→ Material provided:

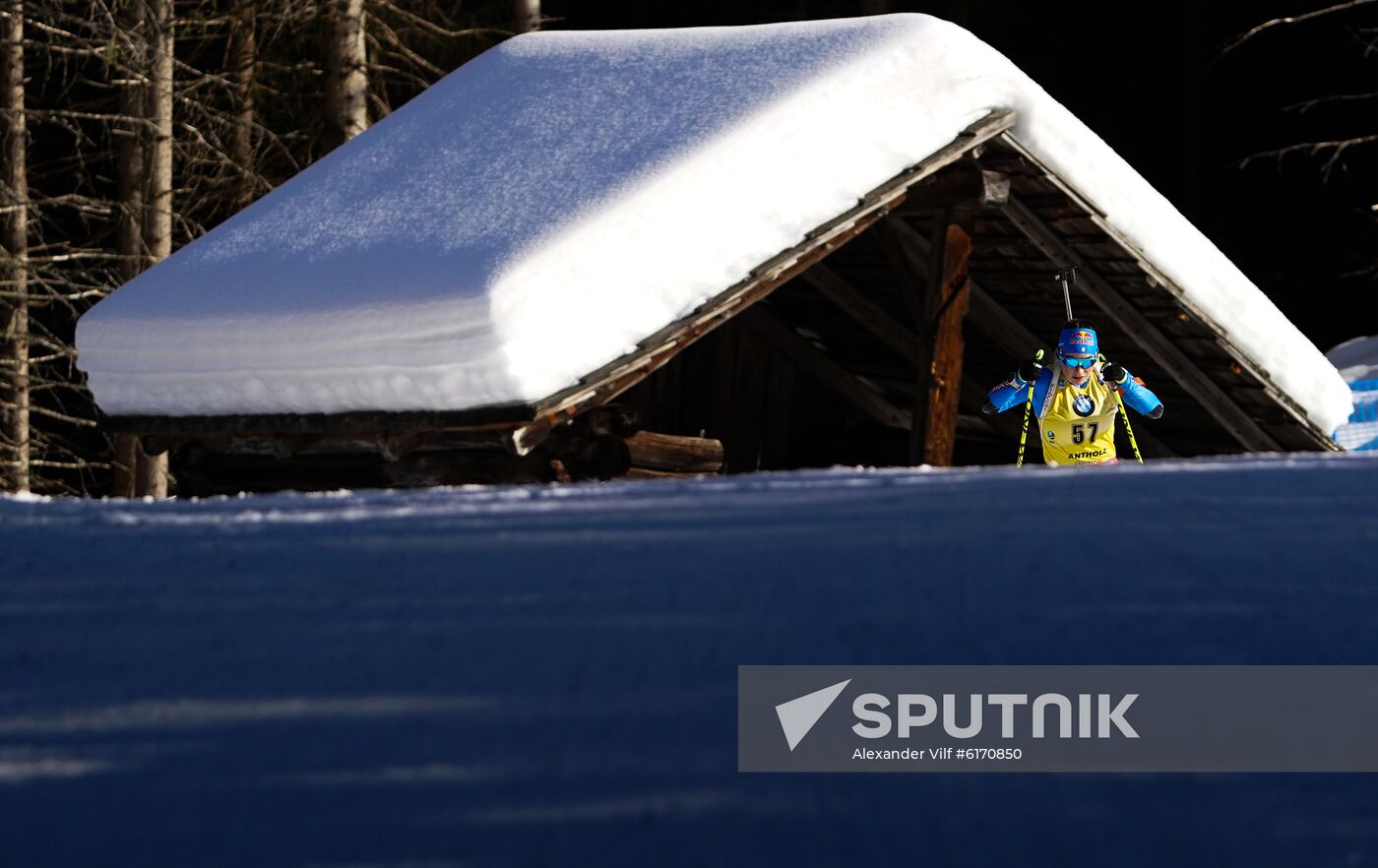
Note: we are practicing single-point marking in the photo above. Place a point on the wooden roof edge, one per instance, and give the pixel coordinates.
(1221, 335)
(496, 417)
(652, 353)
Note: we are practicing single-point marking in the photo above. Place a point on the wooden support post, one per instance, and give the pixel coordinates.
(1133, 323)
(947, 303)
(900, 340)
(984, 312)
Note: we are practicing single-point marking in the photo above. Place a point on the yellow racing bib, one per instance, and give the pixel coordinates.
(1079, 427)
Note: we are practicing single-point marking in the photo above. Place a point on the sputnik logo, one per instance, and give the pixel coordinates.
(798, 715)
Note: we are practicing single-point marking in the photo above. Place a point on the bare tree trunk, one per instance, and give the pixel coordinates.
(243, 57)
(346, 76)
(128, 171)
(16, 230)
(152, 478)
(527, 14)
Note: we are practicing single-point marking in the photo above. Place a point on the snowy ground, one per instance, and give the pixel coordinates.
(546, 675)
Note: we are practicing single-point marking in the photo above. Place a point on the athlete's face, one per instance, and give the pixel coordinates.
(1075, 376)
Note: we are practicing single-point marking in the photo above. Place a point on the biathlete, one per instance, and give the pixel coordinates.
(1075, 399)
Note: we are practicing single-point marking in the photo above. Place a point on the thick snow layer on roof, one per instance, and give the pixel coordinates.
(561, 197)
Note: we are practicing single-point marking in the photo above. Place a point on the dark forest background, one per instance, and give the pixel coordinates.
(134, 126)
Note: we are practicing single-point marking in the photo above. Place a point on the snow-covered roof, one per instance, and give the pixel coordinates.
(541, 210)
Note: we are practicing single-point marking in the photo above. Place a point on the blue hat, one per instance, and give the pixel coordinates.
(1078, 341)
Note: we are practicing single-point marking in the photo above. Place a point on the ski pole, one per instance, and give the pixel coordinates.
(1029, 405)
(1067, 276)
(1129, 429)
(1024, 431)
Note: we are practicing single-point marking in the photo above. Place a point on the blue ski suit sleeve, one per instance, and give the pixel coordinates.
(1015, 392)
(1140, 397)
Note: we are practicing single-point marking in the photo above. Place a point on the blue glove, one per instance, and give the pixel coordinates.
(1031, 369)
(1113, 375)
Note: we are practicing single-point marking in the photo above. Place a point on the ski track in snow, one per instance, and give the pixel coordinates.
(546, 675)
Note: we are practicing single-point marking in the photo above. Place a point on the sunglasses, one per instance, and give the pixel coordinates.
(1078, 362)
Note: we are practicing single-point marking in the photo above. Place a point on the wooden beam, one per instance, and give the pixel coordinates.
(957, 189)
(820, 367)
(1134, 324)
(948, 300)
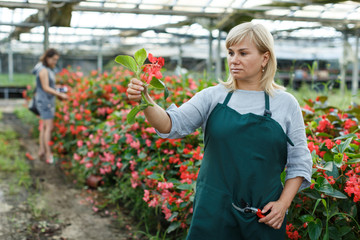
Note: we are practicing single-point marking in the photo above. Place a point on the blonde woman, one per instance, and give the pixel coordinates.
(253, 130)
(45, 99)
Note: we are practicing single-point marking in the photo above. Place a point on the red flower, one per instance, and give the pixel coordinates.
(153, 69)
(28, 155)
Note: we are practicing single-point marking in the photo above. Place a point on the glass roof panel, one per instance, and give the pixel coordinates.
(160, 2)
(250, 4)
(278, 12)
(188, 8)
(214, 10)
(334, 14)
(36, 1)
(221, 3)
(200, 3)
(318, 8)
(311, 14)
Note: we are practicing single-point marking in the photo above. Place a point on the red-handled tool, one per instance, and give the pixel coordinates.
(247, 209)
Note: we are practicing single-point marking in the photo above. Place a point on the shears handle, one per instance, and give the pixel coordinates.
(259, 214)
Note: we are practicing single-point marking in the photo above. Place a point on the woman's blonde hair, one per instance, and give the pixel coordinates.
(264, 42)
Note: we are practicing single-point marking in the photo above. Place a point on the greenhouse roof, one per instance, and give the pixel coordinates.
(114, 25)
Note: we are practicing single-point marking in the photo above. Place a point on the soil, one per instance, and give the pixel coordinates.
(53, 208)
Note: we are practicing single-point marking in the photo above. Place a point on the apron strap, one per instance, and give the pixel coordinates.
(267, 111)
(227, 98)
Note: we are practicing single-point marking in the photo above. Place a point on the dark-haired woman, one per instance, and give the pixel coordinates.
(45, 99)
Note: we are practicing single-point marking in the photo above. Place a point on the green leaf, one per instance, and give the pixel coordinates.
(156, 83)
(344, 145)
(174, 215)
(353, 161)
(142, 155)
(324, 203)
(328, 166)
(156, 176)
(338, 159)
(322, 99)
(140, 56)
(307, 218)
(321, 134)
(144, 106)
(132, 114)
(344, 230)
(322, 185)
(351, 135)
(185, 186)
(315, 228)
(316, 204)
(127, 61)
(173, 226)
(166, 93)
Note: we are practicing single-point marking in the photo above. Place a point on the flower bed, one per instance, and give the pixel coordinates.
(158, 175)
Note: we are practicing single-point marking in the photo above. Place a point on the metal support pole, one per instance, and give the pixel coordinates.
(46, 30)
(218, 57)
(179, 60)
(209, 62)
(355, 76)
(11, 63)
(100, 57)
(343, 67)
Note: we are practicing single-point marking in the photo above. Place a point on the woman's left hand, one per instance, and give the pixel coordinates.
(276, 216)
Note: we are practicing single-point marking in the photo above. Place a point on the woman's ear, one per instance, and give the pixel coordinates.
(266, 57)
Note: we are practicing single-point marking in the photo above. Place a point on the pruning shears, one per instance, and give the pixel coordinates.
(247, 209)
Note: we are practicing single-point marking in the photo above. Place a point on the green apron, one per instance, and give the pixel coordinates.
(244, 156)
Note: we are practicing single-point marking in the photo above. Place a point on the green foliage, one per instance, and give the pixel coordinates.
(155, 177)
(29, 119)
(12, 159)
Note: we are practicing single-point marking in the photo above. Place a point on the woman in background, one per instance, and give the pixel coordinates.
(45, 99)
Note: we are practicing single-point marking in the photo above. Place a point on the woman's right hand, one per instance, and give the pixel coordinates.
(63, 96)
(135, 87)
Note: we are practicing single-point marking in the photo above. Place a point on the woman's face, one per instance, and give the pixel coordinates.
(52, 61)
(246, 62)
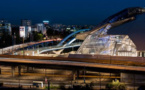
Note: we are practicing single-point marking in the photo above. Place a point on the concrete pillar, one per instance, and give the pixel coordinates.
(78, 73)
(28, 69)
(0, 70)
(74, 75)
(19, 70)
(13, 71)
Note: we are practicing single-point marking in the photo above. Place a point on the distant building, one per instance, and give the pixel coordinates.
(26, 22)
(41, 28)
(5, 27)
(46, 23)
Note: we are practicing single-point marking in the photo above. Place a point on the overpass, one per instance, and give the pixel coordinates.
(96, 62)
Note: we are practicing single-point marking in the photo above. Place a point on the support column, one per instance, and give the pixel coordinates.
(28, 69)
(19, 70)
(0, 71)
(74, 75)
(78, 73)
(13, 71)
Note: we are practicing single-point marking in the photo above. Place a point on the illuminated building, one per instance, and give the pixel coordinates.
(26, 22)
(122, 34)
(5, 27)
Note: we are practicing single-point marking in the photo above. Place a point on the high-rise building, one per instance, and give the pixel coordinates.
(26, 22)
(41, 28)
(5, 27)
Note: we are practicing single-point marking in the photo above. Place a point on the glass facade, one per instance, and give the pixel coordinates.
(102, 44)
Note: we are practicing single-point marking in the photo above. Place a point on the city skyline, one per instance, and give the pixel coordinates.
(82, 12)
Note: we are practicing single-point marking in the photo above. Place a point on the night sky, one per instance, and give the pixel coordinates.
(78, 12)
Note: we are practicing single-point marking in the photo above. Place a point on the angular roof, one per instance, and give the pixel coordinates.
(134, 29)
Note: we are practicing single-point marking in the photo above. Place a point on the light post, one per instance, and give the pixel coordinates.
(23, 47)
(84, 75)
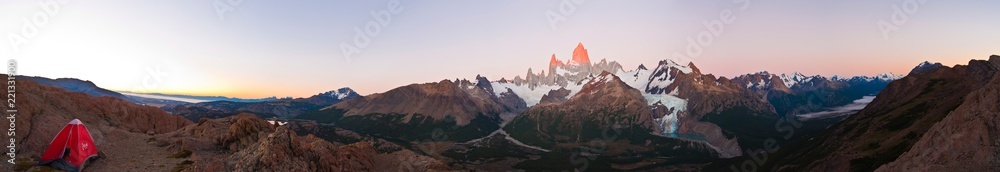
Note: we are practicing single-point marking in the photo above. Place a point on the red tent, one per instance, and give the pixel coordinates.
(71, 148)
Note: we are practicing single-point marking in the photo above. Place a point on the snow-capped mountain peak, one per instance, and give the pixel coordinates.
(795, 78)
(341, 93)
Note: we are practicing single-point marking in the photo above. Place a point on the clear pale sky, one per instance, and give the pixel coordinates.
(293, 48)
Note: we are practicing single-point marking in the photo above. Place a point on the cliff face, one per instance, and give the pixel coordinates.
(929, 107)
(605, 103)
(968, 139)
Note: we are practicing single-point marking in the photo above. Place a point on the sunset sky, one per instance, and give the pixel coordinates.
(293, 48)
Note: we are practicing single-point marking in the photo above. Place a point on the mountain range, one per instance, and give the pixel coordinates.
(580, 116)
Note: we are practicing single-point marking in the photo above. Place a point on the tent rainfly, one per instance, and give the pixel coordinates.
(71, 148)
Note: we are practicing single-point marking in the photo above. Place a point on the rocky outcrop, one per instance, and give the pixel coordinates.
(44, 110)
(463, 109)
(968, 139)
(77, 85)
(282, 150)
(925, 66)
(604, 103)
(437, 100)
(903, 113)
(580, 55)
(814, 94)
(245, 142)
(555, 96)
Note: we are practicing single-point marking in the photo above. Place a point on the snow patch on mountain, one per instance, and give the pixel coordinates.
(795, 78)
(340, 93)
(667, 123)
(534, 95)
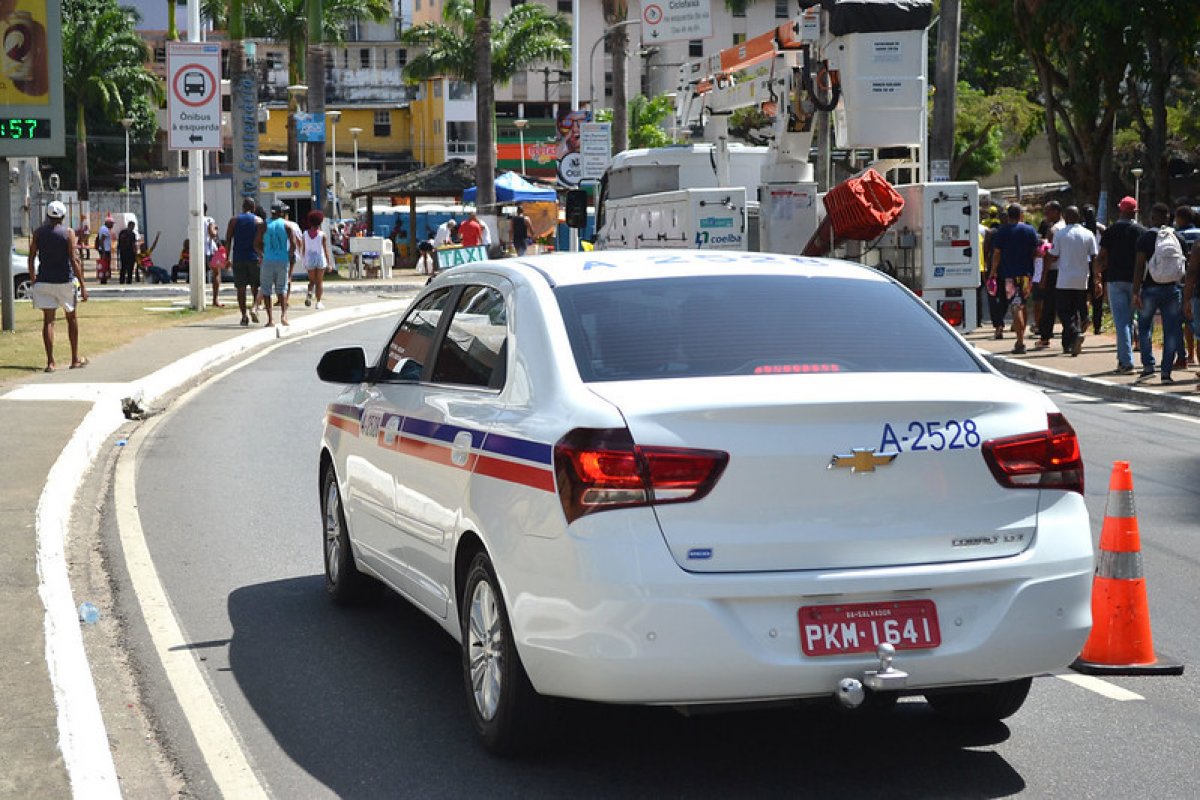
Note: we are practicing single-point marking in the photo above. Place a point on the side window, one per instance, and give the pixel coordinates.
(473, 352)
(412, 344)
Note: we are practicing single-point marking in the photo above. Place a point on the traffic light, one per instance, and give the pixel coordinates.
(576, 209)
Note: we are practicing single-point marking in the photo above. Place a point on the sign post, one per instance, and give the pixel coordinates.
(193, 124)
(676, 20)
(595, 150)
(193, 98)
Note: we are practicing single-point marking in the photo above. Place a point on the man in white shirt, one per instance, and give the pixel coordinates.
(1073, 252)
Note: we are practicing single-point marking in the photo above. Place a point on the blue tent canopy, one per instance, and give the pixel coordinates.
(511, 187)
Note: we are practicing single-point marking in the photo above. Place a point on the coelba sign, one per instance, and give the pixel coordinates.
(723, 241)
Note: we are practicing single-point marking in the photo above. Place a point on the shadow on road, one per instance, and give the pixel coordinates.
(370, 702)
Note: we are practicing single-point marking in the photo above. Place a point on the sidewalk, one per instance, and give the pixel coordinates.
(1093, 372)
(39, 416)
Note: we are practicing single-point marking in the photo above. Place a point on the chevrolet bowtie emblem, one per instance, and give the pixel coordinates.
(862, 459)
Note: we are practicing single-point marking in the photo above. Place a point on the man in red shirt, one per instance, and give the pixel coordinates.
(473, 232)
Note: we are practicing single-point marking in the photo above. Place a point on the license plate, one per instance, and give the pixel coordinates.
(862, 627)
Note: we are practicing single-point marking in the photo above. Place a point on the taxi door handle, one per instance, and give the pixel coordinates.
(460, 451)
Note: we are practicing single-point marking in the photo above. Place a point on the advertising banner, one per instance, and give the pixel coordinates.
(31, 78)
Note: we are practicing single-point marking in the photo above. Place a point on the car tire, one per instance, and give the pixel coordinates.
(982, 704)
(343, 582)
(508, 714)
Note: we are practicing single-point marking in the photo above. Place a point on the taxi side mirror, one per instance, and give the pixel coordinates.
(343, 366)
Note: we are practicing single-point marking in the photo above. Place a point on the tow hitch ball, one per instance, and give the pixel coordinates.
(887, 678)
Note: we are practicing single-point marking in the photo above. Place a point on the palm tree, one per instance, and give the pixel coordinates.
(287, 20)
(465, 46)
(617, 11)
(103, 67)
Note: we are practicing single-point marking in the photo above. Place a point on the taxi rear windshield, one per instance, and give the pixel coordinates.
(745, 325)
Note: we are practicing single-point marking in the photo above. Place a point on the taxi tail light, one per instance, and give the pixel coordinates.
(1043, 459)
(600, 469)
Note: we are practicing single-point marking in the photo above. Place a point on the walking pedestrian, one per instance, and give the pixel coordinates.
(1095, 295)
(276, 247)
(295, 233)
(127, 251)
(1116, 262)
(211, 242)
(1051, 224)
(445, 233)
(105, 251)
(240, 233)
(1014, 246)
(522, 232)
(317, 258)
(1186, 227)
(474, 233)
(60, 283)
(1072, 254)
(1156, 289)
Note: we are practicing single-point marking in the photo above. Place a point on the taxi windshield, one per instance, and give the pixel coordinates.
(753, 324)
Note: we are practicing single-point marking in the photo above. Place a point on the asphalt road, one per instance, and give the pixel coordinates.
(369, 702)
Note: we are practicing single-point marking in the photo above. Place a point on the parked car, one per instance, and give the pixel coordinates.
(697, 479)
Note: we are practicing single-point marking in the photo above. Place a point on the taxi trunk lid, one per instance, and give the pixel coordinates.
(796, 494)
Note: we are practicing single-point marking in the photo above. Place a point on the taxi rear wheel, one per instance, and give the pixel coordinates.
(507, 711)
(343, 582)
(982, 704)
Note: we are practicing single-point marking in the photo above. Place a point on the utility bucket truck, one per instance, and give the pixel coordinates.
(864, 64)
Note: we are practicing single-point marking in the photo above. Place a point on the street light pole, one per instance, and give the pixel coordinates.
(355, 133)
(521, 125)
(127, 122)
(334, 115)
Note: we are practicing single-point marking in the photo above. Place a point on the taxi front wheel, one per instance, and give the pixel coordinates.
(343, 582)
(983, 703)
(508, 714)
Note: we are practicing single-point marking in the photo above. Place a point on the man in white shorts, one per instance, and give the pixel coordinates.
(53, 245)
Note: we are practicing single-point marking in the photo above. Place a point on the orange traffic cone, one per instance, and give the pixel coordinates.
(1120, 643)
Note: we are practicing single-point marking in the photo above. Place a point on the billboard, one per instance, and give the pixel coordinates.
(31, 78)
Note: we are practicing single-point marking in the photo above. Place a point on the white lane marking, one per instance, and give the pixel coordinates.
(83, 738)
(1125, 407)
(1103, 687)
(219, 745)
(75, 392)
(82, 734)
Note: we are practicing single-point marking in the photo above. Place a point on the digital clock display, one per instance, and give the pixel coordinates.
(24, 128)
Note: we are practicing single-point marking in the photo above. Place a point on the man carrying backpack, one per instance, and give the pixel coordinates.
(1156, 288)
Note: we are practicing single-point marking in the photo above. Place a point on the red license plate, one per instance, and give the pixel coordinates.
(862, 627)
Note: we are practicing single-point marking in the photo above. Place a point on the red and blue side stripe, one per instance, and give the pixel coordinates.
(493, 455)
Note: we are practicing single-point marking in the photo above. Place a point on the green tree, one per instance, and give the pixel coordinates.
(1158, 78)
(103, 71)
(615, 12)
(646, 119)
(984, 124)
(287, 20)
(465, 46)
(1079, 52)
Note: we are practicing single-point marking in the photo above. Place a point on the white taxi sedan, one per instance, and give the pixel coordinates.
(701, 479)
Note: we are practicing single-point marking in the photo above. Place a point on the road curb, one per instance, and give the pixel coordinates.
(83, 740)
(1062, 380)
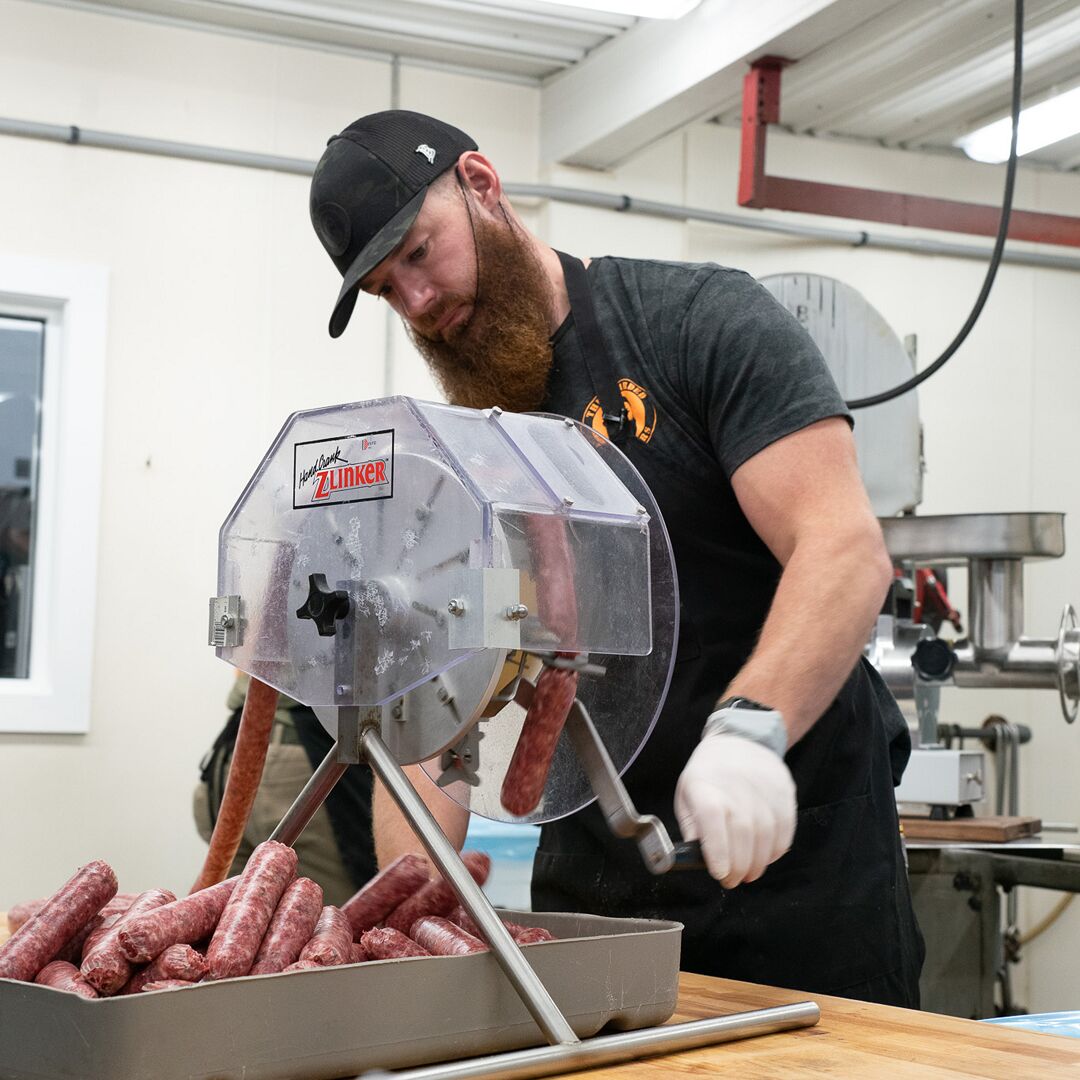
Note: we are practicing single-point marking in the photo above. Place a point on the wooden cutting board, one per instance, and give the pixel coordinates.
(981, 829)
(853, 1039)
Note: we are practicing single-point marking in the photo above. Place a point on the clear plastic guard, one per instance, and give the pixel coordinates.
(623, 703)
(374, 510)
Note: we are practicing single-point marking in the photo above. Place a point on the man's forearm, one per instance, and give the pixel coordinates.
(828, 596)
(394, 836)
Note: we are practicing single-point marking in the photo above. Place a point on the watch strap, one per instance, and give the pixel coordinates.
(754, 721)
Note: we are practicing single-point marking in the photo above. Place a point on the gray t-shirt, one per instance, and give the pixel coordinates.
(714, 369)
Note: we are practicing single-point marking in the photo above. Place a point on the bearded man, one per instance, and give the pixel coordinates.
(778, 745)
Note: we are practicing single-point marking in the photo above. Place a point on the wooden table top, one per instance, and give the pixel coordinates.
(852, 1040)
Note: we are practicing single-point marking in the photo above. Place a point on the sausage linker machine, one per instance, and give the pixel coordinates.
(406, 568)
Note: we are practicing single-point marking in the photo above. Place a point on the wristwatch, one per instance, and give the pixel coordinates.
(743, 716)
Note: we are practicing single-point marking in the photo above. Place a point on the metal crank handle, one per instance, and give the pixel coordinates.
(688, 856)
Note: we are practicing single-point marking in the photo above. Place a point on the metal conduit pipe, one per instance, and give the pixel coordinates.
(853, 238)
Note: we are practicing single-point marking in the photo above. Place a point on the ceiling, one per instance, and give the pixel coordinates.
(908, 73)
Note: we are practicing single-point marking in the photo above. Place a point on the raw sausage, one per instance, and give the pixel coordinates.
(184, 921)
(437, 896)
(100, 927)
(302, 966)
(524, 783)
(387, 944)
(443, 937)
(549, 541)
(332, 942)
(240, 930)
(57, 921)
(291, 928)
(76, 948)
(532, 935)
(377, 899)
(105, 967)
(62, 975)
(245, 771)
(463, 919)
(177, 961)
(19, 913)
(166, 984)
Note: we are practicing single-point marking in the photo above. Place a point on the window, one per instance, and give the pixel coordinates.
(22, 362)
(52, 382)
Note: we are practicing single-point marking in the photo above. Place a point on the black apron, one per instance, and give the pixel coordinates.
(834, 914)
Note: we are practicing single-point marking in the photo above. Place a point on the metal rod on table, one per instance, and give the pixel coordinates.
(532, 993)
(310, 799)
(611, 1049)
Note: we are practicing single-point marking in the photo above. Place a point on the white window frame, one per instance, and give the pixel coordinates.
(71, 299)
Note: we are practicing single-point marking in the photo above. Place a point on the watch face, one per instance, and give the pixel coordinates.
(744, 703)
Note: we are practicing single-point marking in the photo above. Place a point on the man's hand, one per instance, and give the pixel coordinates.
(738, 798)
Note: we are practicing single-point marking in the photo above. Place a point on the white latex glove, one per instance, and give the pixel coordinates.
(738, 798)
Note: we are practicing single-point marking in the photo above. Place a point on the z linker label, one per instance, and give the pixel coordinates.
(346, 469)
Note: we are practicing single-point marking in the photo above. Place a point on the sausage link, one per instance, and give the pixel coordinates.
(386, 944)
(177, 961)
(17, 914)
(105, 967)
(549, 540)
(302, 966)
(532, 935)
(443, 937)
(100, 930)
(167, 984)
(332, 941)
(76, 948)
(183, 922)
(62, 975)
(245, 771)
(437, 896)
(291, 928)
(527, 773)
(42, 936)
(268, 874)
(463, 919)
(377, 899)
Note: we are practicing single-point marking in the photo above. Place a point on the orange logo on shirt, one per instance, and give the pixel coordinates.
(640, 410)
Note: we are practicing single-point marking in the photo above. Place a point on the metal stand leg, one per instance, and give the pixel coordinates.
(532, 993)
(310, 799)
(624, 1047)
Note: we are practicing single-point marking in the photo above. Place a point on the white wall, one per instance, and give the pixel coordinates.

→ Exercise prompt:
Rewrite the rows from the one containing "the orange logo" through the last row, keeping every row and adding 61 to each x and y coordinate in the marked points.

→ Correct result:
Note: we are practicing single-point marking in the photo above. Place a point on the orange logo on shirt, one per instance, and give the pixel coordinates.
(701, 471)
Note: we are practicing single-point marking in the photo above. Place a point on the metal stand leg, one per instance, and give the pixel coordinates.
(593, 1054)
(371, 860)
(685, 1108)
Note: we are practicing single-point marking in the photo above. Place a point on the white wall, one per instance, and give the pixel coordinates.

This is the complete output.